Text section:
☆ ☆ ☆ ☆
1. Data is the new oil, gold and everything else valuable put together. Ensuring complete data privacy is still a struggle. Data storage is also very distributed and complex to manage.

Data is a double edge sword. On one hand, these financial institutions are privy to a lot of personal and financial data, and on the other have a tremendous responsibility towards ensuring privacy and security. Handling data in fast paced dynamic environments is a challenge, as is ensuring it is ‘touched’ appropriately even for mundane testing operations. Accountability is difficult, particularly when public cloud is adopted, or when external vendors are in the picture. Regulatory requirements like General Data Protection Regulation (GDPR) have brought about significant overhead, without a lot of resource allocation to deal with it. There is recognition that crypto-currencies will intersect mainstream very rapidly, and the backend operational systems and regulations are very muddied to accommodate. Data storage is also quite distributed, non-uniform and on all forms of media. It is hard to know what is where and there is active recognition that leakages could more readily occur from data in backup drives than someone hacking into a production server. Managing this is a complex task. Equifax and others are poster children for these.

2. Software investment is growing exponentially and software engineering headcount has grown 2-3X over the past few years. DevOps and Agile practices are being rapidly adopted along with automation across pockets. Software lifecycle automation is ideal, but still fraught with potholes.

The popular adage that every company is a software company and software is eating the world is exemplified by one simple metric – headcount. These institutions have hired more software engineers than any other function within their organizations, whether it be locally or in offshore locations. Making these software dev/test engineers productive and aligned with business transformation initiatives means adopting AGILE methodologies (most didn’t care for these names) and are also instituting DevOps practices. This is bringing shifts in organizational practices and influencing culture. While several execution elements have been automated, these aren’t necessarily standardized across distributed organizations. Fragmented tool adoption across different teams contributes to more inefficiencies. Building complex dev/test environments at scale in an expedited manner was still cumbersome, though not everyone felt the pain yet.

3. (Public) Cloud is still a risk, but they’re ready to take the plunge where regulations permit. Application migration will be selective. Mainframes running Cobol are still humming away!

One of the executives mentioned that he had finally secured the budget to go to the cloud, and wanted to “put something up there on AWS and see how things go and run things full steam till they shut it down”. There is considerable in-house intellectual property that would take considerable time to replicate in the context of cloud. Different institutions are at various parts of their journey to the (public) cloud. They see hybrid deployment models, but don’t necessarily see hybrid workloads for the same applications, nor any application being multi-cloud. They also don’t think it is possible to lift-n-shift every application. Nor do they want to. For one, it isn’t necessary – several are mainframes that are still reliably running Cobol applications or otherwise and they really don’t want to touch them, but have them be front-ended by something else that resides in the (public) cloud. Second it would be quite expensive to do so. It is a fact that several of these Fortune 500 institutions have invested in a lot of technology over the past few decades and kept most of it even as they have added new elements to the stack. We cannot dismiss these outright as legacy, as they’re serving critical functions in many cases.
☆ ☆ ☆ ☆
Coordinate labeling data
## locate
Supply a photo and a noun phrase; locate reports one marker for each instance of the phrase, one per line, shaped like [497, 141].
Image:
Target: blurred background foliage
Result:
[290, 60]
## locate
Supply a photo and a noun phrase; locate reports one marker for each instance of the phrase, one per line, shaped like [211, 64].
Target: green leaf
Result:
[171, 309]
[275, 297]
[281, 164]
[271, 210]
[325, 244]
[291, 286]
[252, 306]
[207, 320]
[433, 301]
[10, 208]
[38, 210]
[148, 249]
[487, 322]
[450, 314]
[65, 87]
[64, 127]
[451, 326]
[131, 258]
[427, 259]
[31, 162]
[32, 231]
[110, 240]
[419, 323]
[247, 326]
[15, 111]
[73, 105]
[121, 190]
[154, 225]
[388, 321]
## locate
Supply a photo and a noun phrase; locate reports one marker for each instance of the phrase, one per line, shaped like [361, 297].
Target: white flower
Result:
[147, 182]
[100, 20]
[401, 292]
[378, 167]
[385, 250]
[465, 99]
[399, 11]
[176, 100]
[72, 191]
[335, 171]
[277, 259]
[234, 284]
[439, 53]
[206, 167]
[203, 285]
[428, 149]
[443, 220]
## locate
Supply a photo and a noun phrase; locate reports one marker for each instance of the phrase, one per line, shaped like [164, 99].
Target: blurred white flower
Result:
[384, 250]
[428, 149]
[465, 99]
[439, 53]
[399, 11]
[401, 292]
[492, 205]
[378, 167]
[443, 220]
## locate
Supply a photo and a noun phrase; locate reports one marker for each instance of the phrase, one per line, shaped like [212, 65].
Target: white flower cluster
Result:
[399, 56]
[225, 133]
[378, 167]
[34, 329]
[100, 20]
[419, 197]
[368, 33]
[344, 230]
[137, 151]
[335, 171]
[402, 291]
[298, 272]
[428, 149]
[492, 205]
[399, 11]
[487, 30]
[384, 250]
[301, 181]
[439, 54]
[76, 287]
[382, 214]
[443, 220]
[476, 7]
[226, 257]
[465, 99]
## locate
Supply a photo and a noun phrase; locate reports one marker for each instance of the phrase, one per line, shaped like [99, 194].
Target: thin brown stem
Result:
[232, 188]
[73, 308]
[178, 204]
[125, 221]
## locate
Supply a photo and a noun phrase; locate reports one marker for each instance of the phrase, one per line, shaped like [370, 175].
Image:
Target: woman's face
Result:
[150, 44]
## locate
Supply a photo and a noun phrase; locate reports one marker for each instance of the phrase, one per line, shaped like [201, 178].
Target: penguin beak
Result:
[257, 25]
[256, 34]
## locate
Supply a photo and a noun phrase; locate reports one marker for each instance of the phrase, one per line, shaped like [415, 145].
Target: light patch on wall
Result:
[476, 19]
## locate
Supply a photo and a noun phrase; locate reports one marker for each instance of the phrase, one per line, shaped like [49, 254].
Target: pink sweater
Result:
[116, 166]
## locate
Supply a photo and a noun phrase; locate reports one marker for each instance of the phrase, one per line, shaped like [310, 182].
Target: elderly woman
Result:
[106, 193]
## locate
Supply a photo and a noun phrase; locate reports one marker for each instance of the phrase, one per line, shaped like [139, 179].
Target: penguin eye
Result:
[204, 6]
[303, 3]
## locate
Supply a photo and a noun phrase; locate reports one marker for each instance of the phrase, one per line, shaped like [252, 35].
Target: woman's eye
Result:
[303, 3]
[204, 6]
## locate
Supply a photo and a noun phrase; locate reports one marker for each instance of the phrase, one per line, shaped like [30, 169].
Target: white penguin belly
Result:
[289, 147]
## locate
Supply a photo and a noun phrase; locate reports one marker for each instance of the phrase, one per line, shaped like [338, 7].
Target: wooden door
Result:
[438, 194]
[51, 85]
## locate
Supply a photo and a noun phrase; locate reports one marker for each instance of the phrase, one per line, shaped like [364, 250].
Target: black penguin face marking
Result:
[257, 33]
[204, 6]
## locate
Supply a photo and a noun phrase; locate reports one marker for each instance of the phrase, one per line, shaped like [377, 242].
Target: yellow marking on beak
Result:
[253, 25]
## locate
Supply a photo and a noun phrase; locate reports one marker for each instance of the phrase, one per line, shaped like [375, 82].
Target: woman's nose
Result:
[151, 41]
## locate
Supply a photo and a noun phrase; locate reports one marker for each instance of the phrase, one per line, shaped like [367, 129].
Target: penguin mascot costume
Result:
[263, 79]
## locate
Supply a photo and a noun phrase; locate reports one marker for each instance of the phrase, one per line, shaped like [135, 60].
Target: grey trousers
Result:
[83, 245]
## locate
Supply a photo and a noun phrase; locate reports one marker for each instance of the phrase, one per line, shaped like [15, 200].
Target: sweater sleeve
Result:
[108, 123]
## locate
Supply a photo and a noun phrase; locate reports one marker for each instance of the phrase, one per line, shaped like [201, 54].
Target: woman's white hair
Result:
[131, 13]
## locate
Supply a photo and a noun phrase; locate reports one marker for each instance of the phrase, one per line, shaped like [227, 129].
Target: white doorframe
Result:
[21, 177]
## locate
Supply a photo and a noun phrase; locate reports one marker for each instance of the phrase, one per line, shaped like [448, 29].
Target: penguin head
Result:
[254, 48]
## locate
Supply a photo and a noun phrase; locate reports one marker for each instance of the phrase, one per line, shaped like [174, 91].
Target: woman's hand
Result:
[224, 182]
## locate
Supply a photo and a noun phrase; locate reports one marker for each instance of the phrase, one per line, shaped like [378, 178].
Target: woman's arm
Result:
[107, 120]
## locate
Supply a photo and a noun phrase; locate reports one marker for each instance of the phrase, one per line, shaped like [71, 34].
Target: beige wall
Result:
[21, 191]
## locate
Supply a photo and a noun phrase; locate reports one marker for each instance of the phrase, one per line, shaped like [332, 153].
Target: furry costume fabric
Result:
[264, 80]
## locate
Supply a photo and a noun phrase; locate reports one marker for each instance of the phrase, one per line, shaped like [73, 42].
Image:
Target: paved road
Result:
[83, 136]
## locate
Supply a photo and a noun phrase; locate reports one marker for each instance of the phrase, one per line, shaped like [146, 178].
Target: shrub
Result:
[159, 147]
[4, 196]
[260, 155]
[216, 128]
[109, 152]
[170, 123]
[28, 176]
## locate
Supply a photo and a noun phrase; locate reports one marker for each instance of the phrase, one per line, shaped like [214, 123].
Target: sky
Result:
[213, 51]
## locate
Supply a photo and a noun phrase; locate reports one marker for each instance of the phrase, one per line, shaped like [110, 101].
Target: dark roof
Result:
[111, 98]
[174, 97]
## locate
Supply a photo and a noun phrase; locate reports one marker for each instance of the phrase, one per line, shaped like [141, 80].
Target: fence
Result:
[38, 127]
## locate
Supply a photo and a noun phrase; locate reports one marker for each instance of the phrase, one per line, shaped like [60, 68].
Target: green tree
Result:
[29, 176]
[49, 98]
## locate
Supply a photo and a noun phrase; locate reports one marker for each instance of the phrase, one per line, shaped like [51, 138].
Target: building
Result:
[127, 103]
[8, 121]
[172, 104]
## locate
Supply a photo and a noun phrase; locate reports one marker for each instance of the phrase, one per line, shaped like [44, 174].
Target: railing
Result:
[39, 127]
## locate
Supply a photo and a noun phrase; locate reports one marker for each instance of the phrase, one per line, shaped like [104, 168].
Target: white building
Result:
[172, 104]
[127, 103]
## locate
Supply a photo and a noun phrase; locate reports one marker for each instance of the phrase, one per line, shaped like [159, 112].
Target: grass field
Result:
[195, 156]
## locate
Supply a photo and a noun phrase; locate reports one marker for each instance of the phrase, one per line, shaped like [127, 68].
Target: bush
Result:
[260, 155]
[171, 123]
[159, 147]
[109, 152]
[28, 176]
☆ ☆ ☆ ☆
Exercise task: Reproduce everything in the text above on data, software and cloud at financial institutions, from "2. Software investment" down to "fraught with potholes.".

Answer to this task:
2. Software investment is growing exponentially and software engineering headcount has grown 2-3X over the past few years. DevOps and Agile practices are being rapidly adopted along with automation across pockets. Software lifecycle automation is ideal, but still fraught with potholes.